### Task details
Rescale the lines below by copying every one, requests included, with each box coordinate in the answers multiplied by 0.7 and rounded to a whole number, halves up. Leave the numbers in the requests and in their sample output as they are.

### Records provided
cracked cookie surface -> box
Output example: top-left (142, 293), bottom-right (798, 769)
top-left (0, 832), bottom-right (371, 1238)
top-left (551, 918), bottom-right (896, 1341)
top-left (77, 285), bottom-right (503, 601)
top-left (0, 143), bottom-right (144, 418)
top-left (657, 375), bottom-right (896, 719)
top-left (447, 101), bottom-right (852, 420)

### Answer to this exercise
cracked cookie surface -> box
Output example: top-left (142, 293), bottom-right (798, 769)
top-left (0, 582), bottom-right (260, 867)
top-left (386, 643), bottom-right (627, 939)
top-left (54, 200), bottom-right (352, 421)
top-left (0, 100), bottom-right (101, 293)
top-left (460, 263), bottom-right (627, 503)
top-left (313, 71), bottom-right (596, 294)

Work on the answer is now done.